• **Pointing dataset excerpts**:

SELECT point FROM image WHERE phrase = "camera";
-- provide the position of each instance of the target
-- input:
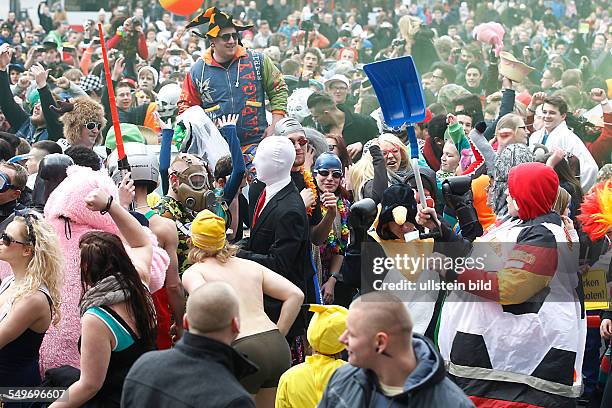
(398, 43)
(457, 185)
(307, 25)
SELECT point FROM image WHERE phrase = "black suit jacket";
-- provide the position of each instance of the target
(280, 241)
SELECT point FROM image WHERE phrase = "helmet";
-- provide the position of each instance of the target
(297, 107)
(167, 99)
(144, 165)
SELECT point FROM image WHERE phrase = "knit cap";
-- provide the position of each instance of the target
(326, 327)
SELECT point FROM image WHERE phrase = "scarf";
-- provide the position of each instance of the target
(511, 156)
(443, 175)
(107, 292)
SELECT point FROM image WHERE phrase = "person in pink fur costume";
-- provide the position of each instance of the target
(65, 210)
(491, 33)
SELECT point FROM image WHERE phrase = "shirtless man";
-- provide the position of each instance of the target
(214, 260)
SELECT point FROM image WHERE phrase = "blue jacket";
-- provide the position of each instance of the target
(426, 386)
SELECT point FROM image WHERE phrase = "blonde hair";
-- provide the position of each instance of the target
(562, 201)
(223, 255)
(45, 267)
(363, 171)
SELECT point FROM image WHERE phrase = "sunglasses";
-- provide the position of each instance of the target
(93, 125)
(5, 183)
(301, 141)
(335, 174)
(7, 240)
(393, 150)
(28, 216)
(226, 37)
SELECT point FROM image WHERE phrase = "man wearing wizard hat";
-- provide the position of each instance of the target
(252, 77)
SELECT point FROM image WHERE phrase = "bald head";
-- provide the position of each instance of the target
(383, 312)
(212, 308)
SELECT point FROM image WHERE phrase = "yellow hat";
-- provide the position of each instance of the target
(208, 231)
(326, 326)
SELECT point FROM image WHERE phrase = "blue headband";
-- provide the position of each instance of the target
(328, 160)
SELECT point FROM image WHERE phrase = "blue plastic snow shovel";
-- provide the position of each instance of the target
(398, 88)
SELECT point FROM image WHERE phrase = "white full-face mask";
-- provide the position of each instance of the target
(273, 160)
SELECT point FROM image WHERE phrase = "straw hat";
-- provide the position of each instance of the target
(512, 68)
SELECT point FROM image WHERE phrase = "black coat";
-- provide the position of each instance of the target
(280, 241)
(198, 372)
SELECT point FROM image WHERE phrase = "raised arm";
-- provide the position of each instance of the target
(140, 250)
(227, 127)
(55, 128)
(15, 115)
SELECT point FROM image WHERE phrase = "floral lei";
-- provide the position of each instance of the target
(312, 186)
(338, 245)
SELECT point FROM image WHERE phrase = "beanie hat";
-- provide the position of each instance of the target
(287, 126)
(534, 187)
(208, 231)
(217, 21)
(326, 327)
(129, 132)
(152, 71)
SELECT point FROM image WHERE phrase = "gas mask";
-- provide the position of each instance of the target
(194, 189)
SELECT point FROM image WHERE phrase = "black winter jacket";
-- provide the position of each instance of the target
(198, 372)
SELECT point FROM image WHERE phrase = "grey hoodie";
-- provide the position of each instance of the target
(426, 386)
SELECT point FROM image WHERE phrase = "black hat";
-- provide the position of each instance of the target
(395, 197)
(217, 20)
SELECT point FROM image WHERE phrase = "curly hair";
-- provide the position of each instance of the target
(103, 255)
(47, 262)
(85, 110)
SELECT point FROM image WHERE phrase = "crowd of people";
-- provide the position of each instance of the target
(216, 224)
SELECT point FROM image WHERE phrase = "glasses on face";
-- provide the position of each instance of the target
(28, 216)
(5, 183)
(226, 37)
(93, 125)
(393, 151)
(335, 173)
(300, 141)
(338, 88)
(7, 240)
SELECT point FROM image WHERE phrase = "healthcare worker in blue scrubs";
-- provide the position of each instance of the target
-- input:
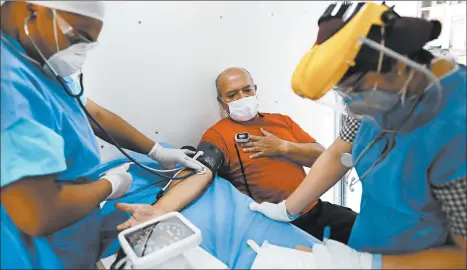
(408, 145)
(49, 208)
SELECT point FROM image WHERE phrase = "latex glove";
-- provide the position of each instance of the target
(275, 211)
(335, 255)
(120, 180)
(276, 257)
(169, 158)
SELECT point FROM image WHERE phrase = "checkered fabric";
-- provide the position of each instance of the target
(350, 129)
(453, 199)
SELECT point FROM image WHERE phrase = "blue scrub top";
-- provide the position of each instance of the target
(44, 131)
(399, 213)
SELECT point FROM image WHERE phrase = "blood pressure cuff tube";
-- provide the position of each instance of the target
(212, 157)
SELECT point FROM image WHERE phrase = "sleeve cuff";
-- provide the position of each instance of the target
(377, 262)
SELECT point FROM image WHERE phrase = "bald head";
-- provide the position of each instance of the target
(235, 83)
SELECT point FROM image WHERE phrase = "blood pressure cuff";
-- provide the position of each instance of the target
(212, 158)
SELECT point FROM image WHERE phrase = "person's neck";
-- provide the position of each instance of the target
(257, 117)
(441, 66)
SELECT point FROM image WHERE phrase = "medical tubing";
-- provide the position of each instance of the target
(77, 97)
(243, 172)
(114, 142)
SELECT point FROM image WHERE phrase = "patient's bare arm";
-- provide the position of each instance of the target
(181, 192)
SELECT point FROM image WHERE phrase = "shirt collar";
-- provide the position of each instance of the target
(13, 42)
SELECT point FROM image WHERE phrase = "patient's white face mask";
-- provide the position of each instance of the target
(243, 109)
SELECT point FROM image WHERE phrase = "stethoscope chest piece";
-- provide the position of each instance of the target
(346, 160)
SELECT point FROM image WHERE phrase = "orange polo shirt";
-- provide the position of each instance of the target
(270, 179)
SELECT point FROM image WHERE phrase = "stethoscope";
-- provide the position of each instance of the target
(156, 172)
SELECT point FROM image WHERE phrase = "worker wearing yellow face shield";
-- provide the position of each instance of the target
(408, 145)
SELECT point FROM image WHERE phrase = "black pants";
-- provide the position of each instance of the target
(340, 219)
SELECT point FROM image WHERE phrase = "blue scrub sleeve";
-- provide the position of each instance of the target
(450, 162)
(29, 148)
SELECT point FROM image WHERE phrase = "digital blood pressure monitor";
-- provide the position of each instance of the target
(242, 137)
(156, 241)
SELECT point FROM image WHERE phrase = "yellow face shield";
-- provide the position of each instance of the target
(325, 64)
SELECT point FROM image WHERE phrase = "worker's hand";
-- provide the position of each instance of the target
(265, 146)
(139, 214)
(276, 211)
(120, 180)
(334, 255)
(169, 158)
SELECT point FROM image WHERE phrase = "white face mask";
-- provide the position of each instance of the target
(243, 109)
(70, 60)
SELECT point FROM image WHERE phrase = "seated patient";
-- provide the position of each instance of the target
(269, 167)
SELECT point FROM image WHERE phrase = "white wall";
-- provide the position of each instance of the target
(157, 62)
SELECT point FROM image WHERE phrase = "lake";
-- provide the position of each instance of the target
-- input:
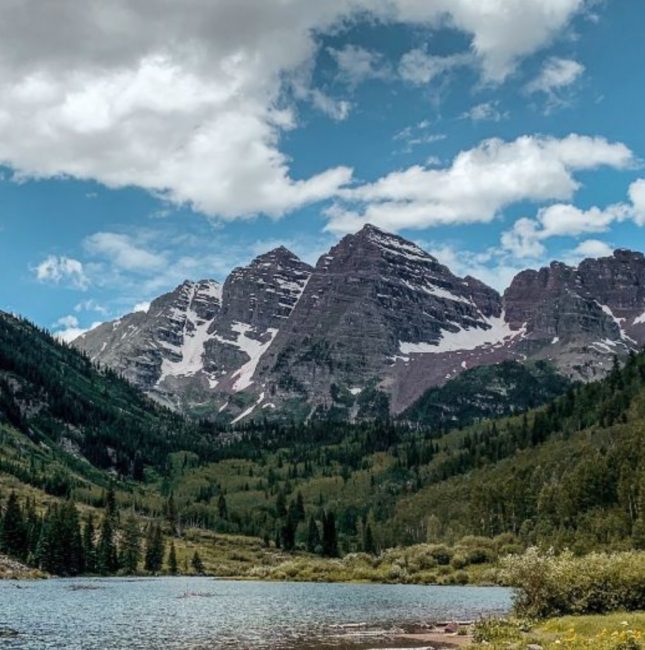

• **Short task**: How many lines in the material above contain the string "patient"? Reply with the number alone.

• **Exercise result**: 3